Exercise requirements => Any picture must be dropped, but each line of the data should be duplicated exactly.

Start of Source data

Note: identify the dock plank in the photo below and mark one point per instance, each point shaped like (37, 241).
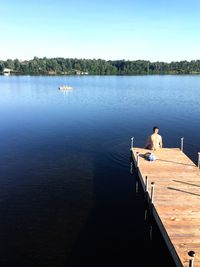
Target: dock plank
(176, 199)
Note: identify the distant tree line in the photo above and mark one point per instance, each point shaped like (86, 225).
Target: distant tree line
(51, 66)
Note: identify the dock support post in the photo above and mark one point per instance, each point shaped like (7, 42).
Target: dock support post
(146, 184)
(131, 169)
(152, 192)
(192, 255)
(151, 207)
(136, 186)
(138, 163)
(132, 138)
(182, 138)
(147, 199)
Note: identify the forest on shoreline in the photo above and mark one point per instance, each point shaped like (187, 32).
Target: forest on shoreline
(71, 66)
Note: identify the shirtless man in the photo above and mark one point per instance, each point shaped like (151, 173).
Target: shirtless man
(154, 141)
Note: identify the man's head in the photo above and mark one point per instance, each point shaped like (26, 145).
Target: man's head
(155, 129)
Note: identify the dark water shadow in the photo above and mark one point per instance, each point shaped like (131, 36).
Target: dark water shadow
(116, 233)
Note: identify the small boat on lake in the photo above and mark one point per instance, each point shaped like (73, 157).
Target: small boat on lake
(65, 87)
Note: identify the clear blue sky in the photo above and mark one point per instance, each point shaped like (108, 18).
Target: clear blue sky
(167, 30)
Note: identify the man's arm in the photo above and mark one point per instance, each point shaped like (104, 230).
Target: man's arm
(161, 144)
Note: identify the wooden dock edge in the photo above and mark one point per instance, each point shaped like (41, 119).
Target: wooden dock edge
(158, 221)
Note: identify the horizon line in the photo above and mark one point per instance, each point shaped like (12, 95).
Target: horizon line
(73, 58)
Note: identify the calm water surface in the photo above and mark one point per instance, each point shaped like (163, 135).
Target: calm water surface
(66, 194)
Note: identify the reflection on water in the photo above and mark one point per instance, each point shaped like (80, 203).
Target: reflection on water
(66, 193)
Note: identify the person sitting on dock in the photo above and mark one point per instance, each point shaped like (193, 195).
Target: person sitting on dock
(154, 141)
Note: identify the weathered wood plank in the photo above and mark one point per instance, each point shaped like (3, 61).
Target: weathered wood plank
(176, 199)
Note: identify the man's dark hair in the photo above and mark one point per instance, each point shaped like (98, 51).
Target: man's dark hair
(154, 128)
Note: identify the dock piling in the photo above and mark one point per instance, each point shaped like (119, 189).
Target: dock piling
(192, 255)
(138, 163)
(136, 187)
(152, 192)
(146, 184)
(131, 168)
(132, 138)
(182, 138)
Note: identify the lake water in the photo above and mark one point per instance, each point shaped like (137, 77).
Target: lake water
(67, 197)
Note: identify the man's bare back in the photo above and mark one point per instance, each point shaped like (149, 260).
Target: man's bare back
(154, 141)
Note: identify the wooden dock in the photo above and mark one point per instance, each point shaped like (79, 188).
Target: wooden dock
(176, 200)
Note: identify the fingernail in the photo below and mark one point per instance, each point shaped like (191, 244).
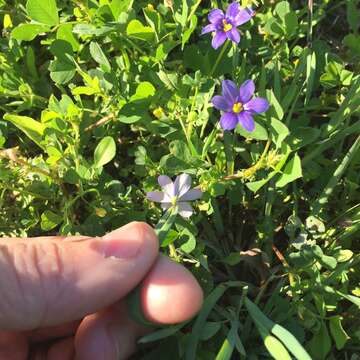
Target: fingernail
(133, 301)
(124, 243)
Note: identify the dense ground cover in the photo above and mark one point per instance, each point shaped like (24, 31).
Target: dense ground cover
(99, 98)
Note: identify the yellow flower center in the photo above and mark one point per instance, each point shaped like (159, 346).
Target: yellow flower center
(237, 108)
(226, 26)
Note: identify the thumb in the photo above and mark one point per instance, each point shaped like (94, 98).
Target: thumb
(48, 281)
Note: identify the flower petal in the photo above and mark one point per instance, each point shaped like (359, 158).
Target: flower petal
(233, 10)
(233, 35)
(191, 195)
(167, 185)
(215, 16)
(247, 90)
(185, 209)
(157, 196)
(243, 16)
(221, 103)
(230, 91)
(208, 28)
(228, 121)
(166, 206)
(257, 105)
(182, 184)
(218, 39)
(246, 121)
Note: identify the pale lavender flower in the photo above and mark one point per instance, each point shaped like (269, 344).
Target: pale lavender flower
(177, 193)
(238, 105)
(224, 26)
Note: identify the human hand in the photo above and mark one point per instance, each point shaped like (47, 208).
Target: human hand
(62, 298)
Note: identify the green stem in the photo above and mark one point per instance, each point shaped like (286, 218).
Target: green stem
(221, 54)
(228, 145)
(329, 188)
(310, 20)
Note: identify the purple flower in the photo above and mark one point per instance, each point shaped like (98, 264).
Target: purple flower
(224, 26)
(177, 193)
(239, 105)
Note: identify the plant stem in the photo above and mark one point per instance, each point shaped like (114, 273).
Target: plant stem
(228, 145)
(329, 188)
(310, 19)
(221, 54)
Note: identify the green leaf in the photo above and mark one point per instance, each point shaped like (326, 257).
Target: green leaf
(276, 349)
(43, 11)
(302, 136)
(209, 330)
(291, 172)
(143, 91)
(282, 8)
(63, 68)
(61, 72)
(137, 30)
(208, 305)
(186, 35)
(99, 56)
(279, 131)
(28, 32)
(165, 224)
(119, 6)
(105, 151)
(49, 220)
(320, 344)
(310, 75)
(161, 334)
(288, 339)
(254, 186)
(276, 110)
(260, 132)
(138, 106)
(230, 342)
(31, 128)
(337, 332)
(65, 33)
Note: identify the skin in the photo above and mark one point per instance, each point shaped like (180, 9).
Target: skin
(63, 298)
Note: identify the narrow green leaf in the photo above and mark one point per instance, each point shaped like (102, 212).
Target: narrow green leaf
(99, 56)
(43, 11)
(105, 151)
(320, 344)
(49, 220)
(276, 349)
(28, 32)
(288, 339)
(138, 31)
(165, 224)
(161, 334)
(31, 128)
(231, 342)
(291, 172)
(310, 75)
(209, 303)
(337, 332)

End of Source data

Task answer =>
Note: identify the dock plank in the photo below and mark one point per instance, each point shaped like (37, 241).
Target: dock plank
(176, 199)
Note: identify the distant tree line in the photo above and mark one point per instance, each point shaped like (86, 225).
Target: distant tree line
(51, 66)
Note: identify the dock support post in the photo above and mark one point per instance, each point shaped like (7, 42).
Target: dock support post
(146, 184)
(131, 169)
(152, 192)
(192, 255)
(151, 207)
(136, 186)
(138, 163)
(132, 138)
(182, 138)
(147, 199)
Note: identify the forest on shoreline in the photo above and mark one point per instance, each point shaped like (187, 32).
Target: forest on shoreline
(71, 66)
Note: identify the shirtless man in the photo above and mark one point per instance, each point shaped like (151, 173).
Target: shirtless man
(154, 141)
Note: identify the man's head in the photo above and mark one point per instance, each point shaped like (26, 145).
Target: man's head
(155, 129)
Note: identify the dark water shadow in the photo above and mark one point per instance, each point shaped like (131, 36).
Target: dark water shadow
(116, 233)
Note: identify the small boat on lake in the photo above and mark one point per instance, each point shaped like (73, 157).
Target: small boat on lake
(65, 87)
Note: identify the clear blue sky in the photo above and mark one point per instance, each point shaped like (108, 18).
Target: clear blue sky
(167, 30)
Note: identify the man's arm in the photo above and mark one point per instance, each point shaped like (104, 230).
Target: man's arm
(161, 144)
Note: identify the wooden dock edge in the photo above and mark one point per instance, each point shaped like (41, 119).
Target: wooden dock edge
(158, 221)
Note: identify the horizon line in the photo above and mark one point per instance, each point shaped like (12, 95).
Target: horizon line
(73, 58)
Note: identify the calm water surface in the photo above and mark one point per instance, each point shaped like (163, 135).
Target: calm water surface
(66, 194)
Note: identify the reflection on water in the photo above and mark one point per instance, each point shaped like (80, 203).
Target: reflection on water
(66, 193)
Note: identify the person sitting on dock in the photo above and mark one point per instance, each point shaped like (193, 195).
Target: person sitting on dock
(154, 141)
Note: identify the weathered wood plank in the photo above and mark one point per instance, each point shaped like (3, 61).
Target: weathered wood plank
(176, 199)
Note: identify the man's dark hair in the photo above and mark one point per instance, each point shaped like (98, 51).
Target: man's dark hair
(154, 128)
Note: identify the dock piling in the photo above and mark one point per instance, each point shaped like (119, 189).
Target: dock piling
(192, 255)
(138, 163)
(136, 187)
(152, 192)
(146, 184)
(131, 168)
(132, 138)
(182, 138)
Note: identify the lake water in the photo above and mark one point per instance, each point shaped like (137, 77).
Target: lake water
(67, 197)
Note: identify the man's bare back in the photo above and mark one point per instance, each point shaped like (149, 260).
Target: man's bare back
(154, 141)
Note: identify the wooden dock in the photo above and mark one point per instance, each point shaped like (79, 188).
Target: wooden dock
(176, 200)
Note: identify the fingernail in the photo below and mark one point per instance, each point shaped like (191, 244).
Target: fingernail
(133, 301)
(124, 243)
Note: identify the dense ground cover in the photo above and mark one point per instance, each point shaped like (24, 31).
Target: dense ground cover
(99, 98)
Note: identify the yellow flower center in the photo above and mark one point per instance, each point shaped like (159, 346).
Target: yellow flower center
(237, 108)
(226, 26)
Note: identify the thumb in the photo above and mark one point per instance, each point shaped like (94, 98).
Target: thumb
(48, 281)
Note: identify the flower petal in the photo above and mark one point per instance, each point shaped like (359, 158).
Target: flower petal
(233, 10)
(233, 35)
(191, 195)
(167, 185)
(215, 16)
(247, 90)
(185, 209)
(157, 196)
(243, 16)
(221, 103)
(230, 91)
(208, 28)
(228, 121)
(166, 206)
(257, 105)
(182, 184)
(218, 39)
(246, 121)
Note: identify the pale lavender flower in the photo above and mark one point per instance, each point shaped like (269, 344).
Target: pale lavender flower
(177, 193)
(238, 105)
(224, 26)
Note: identify the human hand in the photo above and mark one point per instance, each point shaped like (47, 208).
Target: human hand
(62, 298)
Note: identify the green stem in the photo above and mark one point per instance, each point shaped like (286, 218).
Target: green stem
(221, 54)
(228, 145)
(329, 188)
(310, 20)
Note: identify the purple flower in the photo above and mark one point per instance, each point shaped like (98, 264).
Target: purple flower
(224, 26)
(177, 193)
(239, 105)
Note: identify the plant stem in the photo above and mark one point per instance, each point shaped like (114, 273).
Target: plant stem
(228, 145)
(329, 188)
(310, 19)
(221, 54)
Note: identify the green leaf in the photo above and mark one point per instance, each point shaped like (326, 257).
Target: green leaf
(276, 349)
(43, 11)
(302, 136)
(209, 330)
(291, 172)
(143, 91)
(282, 8)
(63, 68)
(61, 72)
(137, 30)
(208, 305)
(186, 35)
(99, 56)
(279, 131)
(28, 32)
(165, 224)
(119, 6)
(105, 151)
(49, 220)
(320, 344)
(310, 75)
(161, 334)
(288, 339)
(254, 186)
(276, 110)
(260, 132)
(138, 106)
(230, 342)
(31, 128)
(337, 332)
(65, 33)
Note: identify the skin in the photo above and mark one point per instance, each point shaped like (180, 9).
Target: skin
(63, 298)
Note: identify the narrow green leaf in the photo above and mark one point per instance, each point shaped like (102, 212).
Target: narrow green leaf
(99, 56)
(43, 11)
(105, 151)
(320, 344)
(49, 220)
(276, 349)
(28, 32)
(288, 339)
(138, 31)
(165, 224)
(161, 334)
(31, 128)
(231, 342)
(291, 172)
(310, 75)
(209, 303)
(337, 332)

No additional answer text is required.